Collected data
——————————
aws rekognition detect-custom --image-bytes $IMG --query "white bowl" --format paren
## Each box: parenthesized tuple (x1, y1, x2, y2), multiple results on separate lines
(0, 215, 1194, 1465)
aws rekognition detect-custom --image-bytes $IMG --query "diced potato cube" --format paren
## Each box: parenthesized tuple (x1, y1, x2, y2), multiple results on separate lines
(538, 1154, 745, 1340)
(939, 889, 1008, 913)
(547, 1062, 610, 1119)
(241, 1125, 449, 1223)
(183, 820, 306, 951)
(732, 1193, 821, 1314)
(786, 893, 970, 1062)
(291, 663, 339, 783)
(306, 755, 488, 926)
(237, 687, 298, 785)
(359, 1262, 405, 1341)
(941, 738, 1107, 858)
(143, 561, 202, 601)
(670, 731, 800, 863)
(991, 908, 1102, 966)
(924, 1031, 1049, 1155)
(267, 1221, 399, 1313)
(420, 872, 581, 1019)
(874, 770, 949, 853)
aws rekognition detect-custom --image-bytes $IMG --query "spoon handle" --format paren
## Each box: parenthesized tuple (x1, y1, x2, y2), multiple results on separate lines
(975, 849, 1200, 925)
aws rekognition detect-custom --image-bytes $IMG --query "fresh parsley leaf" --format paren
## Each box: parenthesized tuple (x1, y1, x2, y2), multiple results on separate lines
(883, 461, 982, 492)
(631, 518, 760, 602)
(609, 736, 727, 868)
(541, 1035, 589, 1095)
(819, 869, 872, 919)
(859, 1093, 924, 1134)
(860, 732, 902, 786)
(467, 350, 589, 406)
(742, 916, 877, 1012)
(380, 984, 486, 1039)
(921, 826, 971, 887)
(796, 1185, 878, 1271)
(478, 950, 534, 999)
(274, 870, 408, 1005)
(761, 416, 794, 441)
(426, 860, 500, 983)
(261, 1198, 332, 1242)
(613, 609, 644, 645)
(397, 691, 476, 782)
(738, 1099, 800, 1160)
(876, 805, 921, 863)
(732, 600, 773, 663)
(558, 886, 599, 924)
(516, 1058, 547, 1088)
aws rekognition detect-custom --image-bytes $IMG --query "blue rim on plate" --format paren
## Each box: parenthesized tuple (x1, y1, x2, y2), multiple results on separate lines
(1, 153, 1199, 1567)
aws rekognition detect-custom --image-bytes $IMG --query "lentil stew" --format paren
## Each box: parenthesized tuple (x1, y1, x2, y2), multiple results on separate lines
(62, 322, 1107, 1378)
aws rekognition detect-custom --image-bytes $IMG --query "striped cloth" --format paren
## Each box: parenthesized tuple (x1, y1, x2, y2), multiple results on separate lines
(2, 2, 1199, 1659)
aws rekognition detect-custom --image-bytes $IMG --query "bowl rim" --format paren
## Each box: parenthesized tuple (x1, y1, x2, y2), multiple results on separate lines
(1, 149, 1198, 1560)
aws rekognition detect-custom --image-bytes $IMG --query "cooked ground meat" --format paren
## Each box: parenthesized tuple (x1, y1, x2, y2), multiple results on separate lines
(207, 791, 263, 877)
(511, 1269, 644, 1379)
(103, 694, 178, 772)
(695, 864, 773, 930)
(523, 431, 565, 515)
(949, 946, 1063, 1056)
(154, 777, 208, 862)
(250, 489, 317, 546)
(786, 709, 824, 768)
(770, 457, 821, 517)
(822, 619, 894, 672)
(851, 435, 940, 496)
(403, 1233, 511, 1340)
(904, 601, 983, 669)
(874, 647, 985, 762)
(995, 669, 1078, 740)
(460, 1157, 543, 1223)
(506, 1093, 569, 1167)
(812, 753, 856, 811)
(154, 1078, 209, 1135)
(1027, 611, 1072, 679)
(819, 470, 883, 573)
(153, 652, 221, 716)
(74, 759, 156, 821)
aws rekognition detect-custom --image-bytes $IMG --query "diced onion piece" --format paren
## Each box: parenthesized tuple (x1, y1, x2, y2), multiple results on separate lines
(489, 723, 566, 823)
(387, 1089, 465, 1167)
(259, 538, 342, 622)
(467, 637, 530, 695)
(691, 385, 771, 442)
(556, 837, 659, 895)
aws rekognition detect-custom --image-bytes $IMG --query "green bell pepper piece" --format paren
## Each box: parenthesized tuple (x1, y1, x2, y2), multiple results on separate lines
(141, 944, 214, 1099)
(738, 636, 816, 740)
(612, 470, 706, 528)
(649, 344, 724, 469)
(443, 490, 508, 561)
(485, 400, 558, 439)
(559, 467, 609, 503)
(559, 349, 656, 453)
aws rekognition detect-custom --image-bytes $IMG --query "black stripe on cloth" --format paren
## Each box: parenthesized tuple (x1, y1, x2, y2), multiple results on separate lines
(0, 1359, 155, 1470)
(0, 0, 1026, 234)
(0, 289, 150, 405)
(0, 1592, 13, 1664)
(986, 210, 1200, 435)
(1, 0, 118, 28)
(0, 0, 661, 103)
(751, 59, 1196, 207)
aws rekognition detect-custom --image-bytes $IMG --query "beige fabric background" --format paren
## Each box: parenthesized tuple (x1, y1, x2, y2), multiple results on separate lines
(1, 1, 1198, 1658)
——————————
• _What you are asked to do_
The data above should be copied exactly, with no line omitted.

• _Problem solution_
aws rekognition detect-custom --image-bytes $IMG --query "white bowl" --format paren
## Each box: parenthesized tuple (x1, y1, x2, y2), multiple results on separate lines
(0, 215, 1194, 1465)
aws rekognition detect-custom --image-bytes $IMG --query "diced potato cube" --format paren
## Each box: parenthesized tuple (x1, y1, x2, y2), multiple results on separate lines
(538, 1154, 745, 1340)
(939, 889, 1008, 913)
(547, 1062, 610, 1119)
(241, 1125, 449, 1223)
(183, 820, 306, 951)
(732, 1193, 821, 1314)
(786, 893, 970, 1062)
(291, 663, 339, 783)
(306, 755, 488, 926)
(237, 687, 298, 785)
(359, 1262, 405, 1341)
(941, 738, 1107, 858)
(143, 561, 202, 601)
(670, 731, 800, 863)
(991, 908, 1102, 966)
(924, 1031, 1049, 1155)
(267, 1221, 399, 1313)
(420, 872, 581, 1019)
(874, 770, 949, 853)
aws rekognition detect-custom --image-bytes $IMG --query "spoon handle" --format paren
## Each box: parenthesized tuple (x1, y1, x2, y2), multiple results on separate lines
(975, 849, 1200, 925)
aws rekognition detect-custom --image-bytes $IMG --query "fresh parsley leaf" --format paren
## Each box: parenthesized tuple (x1, y1, x2, y2), multiple results on separate lines
(883, 461, 982, 492)
(631, 518, 760, 602)
(609, 736, 727, 868)
(541, 1035, 589, 1095)
(819, 869, 872, 919)
(859, 1093, 924, 1134)
(860, 732, 902, 786)
(467, 350, 589, 406)
(742, 916, 877, 1012)
(380, 984, 486, 1039)
(921, 826, 971, 887)
(796, 1185, 878, 1271)
(478, 950, 534, 999)
(274, 870, 408, 1005)
(761, 416, 794, 441)
(426, 860, 500, 983)
(261, 1198, 332, 1242)
(613, 609, 644, 645)
(397, 691, 476, 782)
(738, 1099, 800, 1160)
(876, 805, 921, 863)
(732, 600, 773, 663)
(558, 886, 599, 924)
(516, 1058, 547, 1088)
aws rekognition detect-custom --image-bytes $IMG --query "blue rim on plate" --format paren
## Each box: parenthesized tuple (x1, y1, x2, y2), multiple results on separate lines
(1, 153, 1199, 1567)
aws rekognition detect-custom --image-bytes $IMG --query "lentil stew" --format paren
## Each box: parenthesized tuple (x1, y1, x2, y2), multiple results on separate lines
(62, 322, 1107, 1378)
aws rekognition detect-custom --image-bytes $IMG --query "striped cloth" --format paren
## Each box: parenthesized tuple (x1, y1, x2, y2), multiple results on separate lines
(2, 2, 1199, 1659)
aws rekognition detect-custom --image-bytes $IMG --query "bowl rim" --format paren
## Each box: parenthesized tuple (x1, y1, x2, y2), multiple results on separate lines
(1, 149, 1198, 1560)
aws rekognition detect-custom --image-bytes $IMG --query "cooked ground meat" --format paren
## Each box: parenthesized tuple (x1, y1, x2, y2), multiple results on separate lines
(207, 791, 263, 877)
(511, 1269, 644, 1379)
(103, 694, 178, 772)
(695, 864, 773, 930)
(523, 431, 565, 515)
(949, 946, 1063, 1056)
(154, 777, 208, 862)
(250, 489, 317, 546)
(786, 709, 824, 768)
(770, 457, 821, 517)
(822, 619, 894, 672)
(851, 435, 940, 496)
(403, 1233, 511, 1340)
(904, 601, 983, 669)
(874, 647, 985, 762)
(995, 669, 1078, 740)
(460, 1157, 543, 1223)
(506, 1093, 569, 1167)
(812, 753, 856, 811)
(154, 1078, 209, 1135)
(1027, 611, 1072, 679)
(819, 470, 883, 573)
(153, 652, 221, 716)
(74, 759, 156, 821)
aws rekognition detect-custom --image-bytes $IMG --query "diced onion piece" --format paren
## Each box: parenthesized tuple (x1, y1, x2, y2), multiple results on separate lines
(489, 723, 566, 823)
(387, 1089, 465, 1167)
(259, 538, 342, 622)
(467, 637, 530, 695)
(691, 385, 771, 442)
(556, 837, 659, 895)
aws rekognition detect-custom --image-bytes $IMG --query "green bell pepper piece" --format paren
## Each box: parenthesized tuple (x1, y1, x2, y2), multiple results on separate lines
(141, 944, 214, 1099)
(738, 636, 816, 740)
(612, 470, 706, 528)
(649, 344, 724, 469)
(443, 490, 508, 561)
(485, 400, 558, 439)
(559, 467, 609, 503)
(559, 349, 656, 453)
aws rekognition detect-custom --image-bytes $IMG --query "black stripe on cloth" --format paren
## Each box: parenthesized tuple (x1, y1, x2, y2), multiple results on separate lines
(0, 1359, 155, 1470)
(0, 0, 1026, 234)
(0, 289, 150, 405)
(0, 1592, 13, 1664)
(986, 210, 1200, 435)
(1, 0, 118, 28)
(0, 0, 661, 103)
(751, 59, 1196, 207)
aws rekognition detect-custom --image-bytes $IMG --query "beige fabric background" --format paren
## Each box: parenthesized tuple (x1, y1, x2, y2), multiple results on separate lines
(1, 1, 1198, 1658)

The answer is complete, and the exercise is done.